**Tâches et exercices**
(A) D'après le texte sur le yacht Guilty, de quoi se sont inspirés les motifs géométriques du bateau ?
(B) Rédigez la suite du texte sur le yacht Guilty après sa dernière phrase, s'il vous plaît.

**Texte**
+ + +
Guilty or not guilty
Guilty... c’est le nom donné à son bateau de 35 mètres par le richissime collectionneur d’art Dakis Joannou. Conçu par la designer Ivana Porfiri, et décoré par Jeff Koons, il se remarque, c’est le moins que l’on puisse dire. On le rencontre régulièrement à Riposto
Alors coupable (guilty) ou non coupable (not guilty) Not guilty que l’on peut aussi traduire par « acquittement »... On plaidera la provocation artistique bénigne... On n’en est pas à “l’origine du monde...”
- Pour le magazine Forbes “voir note” [1] Dakis Joannou’s Mega Yacht ’Guilty’ By Jeff Koons And Ivana Porfiri, An Act Of Calculated Irreverence
- Il y a toujours eu des accusations d’excès dans le monde de l’art, et Dakis Joannou a une réponse simple : Coupable.
Mais, circonstances atténuantes : les motifs géométriques audacieux de Guilty, alternant losanges jaunes, triangles roses et polygones bleus, ont été inspirés par le camouflage naval britannique de la Première Guerre mondiale.
Pour l’industriel gréco-chypriote de 72 ans, le super-yacht est une œuvre d’art flottante. Nous avons conçu un bateau dans une méthode anti-style, nous n’avons pas de règles, pas de programmes, pas de plans. Porfiri a travaillé avec lui pour mettre en place toutes les fonctionnalités avant de passer au design kaléidoscopique de Koons. - On s’est appuyé sur la technique du “Razzle Dazzle”, technique utilisée pendant la Première Guerre mondiale comme camouflage non pas pour cacher un objet mais pour confondre le spectateur , explique Jeff Koons.
+ + +
**Entrées présentées**

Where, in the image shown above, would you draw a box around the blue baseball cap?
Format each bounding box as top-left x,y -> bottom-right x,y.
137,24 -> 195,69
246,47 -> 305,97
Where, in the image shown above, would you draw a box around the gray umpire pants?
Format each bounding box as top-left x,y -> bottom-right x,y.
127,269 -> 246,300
+ + +
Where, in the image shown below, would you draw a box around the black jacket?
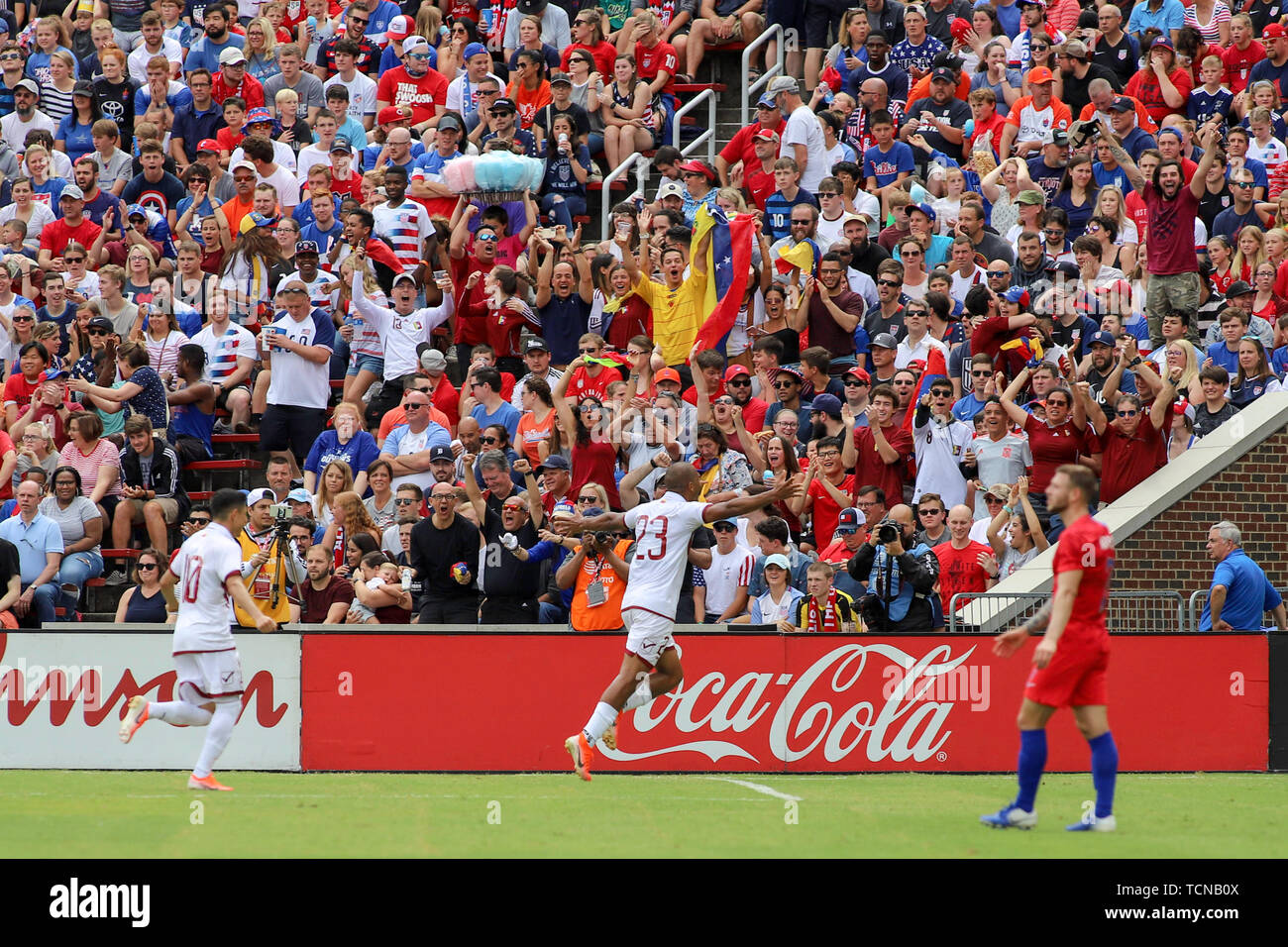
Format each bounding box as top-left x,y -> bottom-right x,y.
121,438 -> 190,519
+ + +
**Réponses par tâche**
(A) Du camouflage naval britannique de la Première Guerre mondiale.

(B)
- Il y a toujours eu des accusations d’excès dans le monde de l’art, et Dakis Joannou a une réponse simple : Coupable.
De l’art du camouflage
Les camouflages délirants qui embrouillèrent les sous-marins allemands
Source : voir “Note” [2]
Durant la Première guerre mondiale, on doit la technique à l’imagination d’un artiste britannique, Norman Wilkinson. Les tableaux de John Everett “voir note” : [3] en témoignent L’objectif de ce camouflage n’est pas de dissimuler le navire, mais d’empêcher l’adversaire d’identifier avec précision le type de navire, ses dimensions, sa vitesse et son cap. Son efficacité repose sur l’illusion d’optique créée par des motifs entrecroisés, qui perturbent la vision d’un observateur utilisant un télémètre mécanique (outil utilisé par l’artillerie navale pour évaluer la distance de tir). En pratique, un observateur serait incapable de déterminer s’il voit la proue ou la poupe, et il lui serait tout autant difficile de dire si le navire se rapproche ou s’éloigne.
En 1918, John Everett, peintre de marines, reçoit du ministère de l’Information britannique l’autorisation spéciale de représenter des scènes fluviales à Londres. Everett tombe alors sous le charme du camouflage disruptif de certains navires et décide de les peindre.
Le camouflage disruptif
Le camouflage disruptif (on parle aussi de camouflage Dazzle voir “Note” [4]
qui décorait les navires de bandes zigzagantes aléatoires était dû à l’imagination d’un artiste britannique du nom de Norman Wilkinson voir “Note” [5] , qui en avait eu l’idée pour tenter de protéger les navires des attaques des sous-marins allemands, qui coulaient alors de trop nombreux navires britanniques. Cette stratégie donna naissance à des œuvres s’apparentant à l’école cubiste ou vorticiste. (On peut trouver une belle collection de photographies de ces navires sur io9. “voir Note” [6])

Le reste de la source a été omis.